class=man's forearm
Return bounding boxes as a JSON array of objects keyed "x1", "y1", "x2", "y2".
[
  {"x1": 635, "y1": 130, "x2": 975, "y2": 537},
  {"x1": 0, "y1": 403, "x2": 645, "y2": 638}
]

▬▬▬▬▬▬

### Description of the task
Every record above is to be copied exactly.

### Your response
class=man's forearm
Return bounding boxes as a JSON array of objects keyed "x1", "y1", "x2", "y2".
[
  {"x1": 635, "y1": 130, "x2": 975, "y2": 537},
  {"x1": 0, "y1": 403, "x2": 645, "y2": 638}
]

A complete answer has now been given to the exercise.